From the entries below, return exactly the lines beginning at the one that contains "Target | chair backrest" and ending at the one that contains "Target | wooden panel table", both of them included, and only those lines.

-- Material to process follows --

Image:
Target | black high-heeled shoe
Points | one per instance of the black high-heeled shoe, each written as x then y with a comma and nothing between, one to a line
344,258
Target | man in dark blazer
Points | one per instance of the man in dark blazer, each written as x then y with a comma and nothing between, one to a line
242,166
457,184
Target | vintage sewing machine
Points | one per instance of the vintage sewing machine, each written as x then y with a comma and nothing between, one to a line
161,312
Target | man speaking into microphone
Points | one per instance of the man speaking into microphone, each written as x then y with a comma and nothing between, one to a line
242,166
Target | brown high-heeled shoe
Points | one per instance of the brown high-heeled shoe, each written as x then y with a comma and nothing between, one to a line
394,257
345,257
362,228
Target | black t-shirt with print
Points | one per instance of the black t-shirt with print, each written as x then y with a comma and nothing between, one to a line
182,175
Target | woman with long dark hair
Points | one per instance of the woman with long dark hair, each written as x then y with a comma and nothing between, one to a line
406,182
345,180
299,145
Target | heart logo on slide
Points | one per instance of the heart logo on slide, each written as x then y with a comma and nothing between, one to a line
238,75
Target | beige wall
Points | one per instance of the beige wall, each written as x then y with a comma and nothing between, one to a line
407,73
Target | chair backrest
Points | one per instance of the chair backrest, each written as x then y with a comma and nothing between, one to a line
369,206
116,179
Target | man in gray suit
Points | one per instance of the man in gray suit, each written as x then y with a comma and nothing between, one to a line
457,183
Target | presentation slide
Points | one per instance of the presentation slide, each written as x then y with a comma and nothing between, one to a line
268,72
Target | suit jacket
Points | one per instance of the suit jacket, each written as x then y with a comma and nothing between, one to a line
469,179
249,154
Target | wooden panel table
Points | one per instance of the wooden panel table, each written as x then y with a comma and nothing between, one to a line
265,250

-- Material to process concluded --

[Result]:
Target | chair backrest
Points | one per instance of the chair backrest, each written as x then y with a comma and nothing between, one to a line
369,206
116,179
Target | man in gray suit
Points | one per instance of the man in gray suit, each written as x then y with a comma and nothing between, one to a line
457,183
Target | presentation slide
Points | one per instance of the presentation slide, each written as x then y with a comma and nothing between, one to a line
268,72
Target | suit jacket
Points | one per instance of the suit jacket, each written as x then y with a comma and nothing between, one to a line
469,179
249,154
Target | wooden panel table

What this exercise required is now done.